§ **RECORDS SHOWN**:
☆ ☆ ☆ ☆

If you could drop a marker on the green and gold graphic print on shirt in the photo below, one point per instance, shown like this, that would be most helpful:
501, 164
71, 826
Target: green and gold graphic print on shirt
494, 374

☆ ☆ ☆ ☆

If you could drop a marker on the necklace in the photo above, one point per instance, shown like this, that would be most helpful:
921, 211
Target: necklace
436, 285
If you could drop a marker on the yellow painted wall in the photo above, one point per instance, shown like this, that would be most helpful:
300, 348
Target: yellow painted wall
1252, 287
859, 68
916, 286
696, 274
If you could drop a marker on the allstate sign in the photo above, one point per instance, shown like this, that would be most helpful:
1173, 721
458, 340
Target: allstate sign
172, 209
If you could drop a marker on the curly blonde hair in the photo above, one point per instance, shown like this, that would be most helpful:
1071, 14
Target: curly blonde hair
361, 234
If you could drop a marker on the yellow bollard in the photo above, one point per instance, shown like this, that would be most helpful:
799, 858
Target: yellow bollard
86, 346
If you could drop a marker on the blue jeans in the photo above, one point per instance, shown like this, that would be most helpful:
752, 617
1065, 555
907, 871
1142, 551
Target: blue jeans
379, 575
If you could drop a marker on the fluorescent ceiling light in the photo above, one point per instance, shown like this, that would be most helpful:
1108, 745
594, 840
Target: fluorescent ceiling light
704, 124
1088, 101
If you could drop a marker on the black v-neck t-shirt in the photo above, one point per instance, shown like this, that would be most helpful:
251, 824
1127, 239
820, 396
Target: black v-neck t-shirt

☆ ☆ ☆ ☆

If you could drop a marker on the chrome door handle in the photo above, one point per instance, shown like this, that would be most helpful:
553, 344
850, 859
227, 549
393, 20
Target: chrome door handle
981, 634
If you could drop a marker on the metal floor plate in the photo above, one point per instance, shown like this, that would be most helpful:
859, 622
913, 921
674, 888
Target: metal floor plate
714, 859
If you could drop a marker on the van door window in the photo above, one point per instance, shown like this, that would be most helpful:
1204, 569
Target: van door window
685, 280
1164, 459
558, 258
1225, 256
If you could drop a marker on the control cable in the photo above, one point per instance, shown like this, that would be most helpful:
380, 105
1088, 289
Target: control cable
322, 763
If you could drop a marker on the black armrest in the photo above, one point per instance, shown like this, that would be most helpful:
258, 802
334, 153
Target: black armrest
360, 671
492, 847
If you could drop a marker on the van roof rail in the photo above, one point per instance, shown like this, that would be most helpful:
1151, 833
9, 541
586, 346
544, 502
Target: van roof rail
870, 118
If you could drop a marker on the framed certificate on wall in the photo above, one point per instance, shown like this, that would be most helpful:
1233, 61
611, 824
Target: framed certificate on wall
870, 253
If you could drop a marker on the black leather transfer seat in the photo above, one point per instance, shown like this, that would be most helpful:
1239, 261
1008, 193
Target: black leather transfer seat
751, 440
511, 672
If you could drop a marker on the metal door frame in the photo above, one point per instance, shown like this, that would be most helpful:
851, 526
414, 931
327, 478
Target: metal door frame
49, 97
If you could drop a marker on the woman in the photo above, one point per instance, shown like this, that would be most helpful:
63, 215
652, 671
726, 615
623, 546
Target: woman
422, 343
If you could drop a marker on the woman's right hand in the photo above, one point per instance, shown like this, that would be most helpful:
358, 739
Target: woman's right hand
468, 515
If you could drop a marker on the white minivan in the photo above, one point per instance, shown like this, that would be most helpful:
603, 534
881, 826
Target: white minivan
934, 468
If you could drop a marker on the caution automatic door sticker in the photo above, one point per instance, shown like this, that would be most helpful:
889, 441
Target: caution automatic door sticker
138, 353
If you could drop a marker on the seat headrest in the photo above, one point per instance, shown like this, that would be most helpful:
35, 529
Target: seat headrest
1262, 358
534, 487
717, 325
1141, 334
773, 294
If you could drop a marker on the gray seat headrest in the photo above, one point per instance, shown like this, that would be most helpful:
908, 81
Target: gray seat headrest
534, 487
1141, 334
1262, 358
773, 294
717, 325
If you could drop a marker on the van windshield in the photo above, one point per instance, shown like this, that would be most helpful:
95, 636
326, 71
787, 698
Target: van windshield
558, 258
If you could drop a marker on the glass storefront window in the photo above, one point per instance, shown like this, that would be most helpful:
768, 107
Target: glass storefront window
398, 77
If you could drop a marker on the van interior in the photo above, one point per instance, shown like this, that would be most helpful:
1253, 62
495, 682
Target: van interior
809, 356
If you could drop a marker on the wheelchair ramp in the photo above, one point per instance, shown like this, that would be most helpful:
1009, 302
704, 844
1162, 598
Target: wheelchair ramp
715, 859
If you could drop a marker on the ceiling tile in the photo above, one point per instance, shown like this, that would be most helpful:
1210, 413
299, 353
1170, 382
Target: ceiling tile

☆ ☆ ☆ ☆

§ **WHAT THE TASK ASKS**: How many lines in the records hold the string "tile"? Reply with the number alone.

§ **TASK OUTPUT**: 2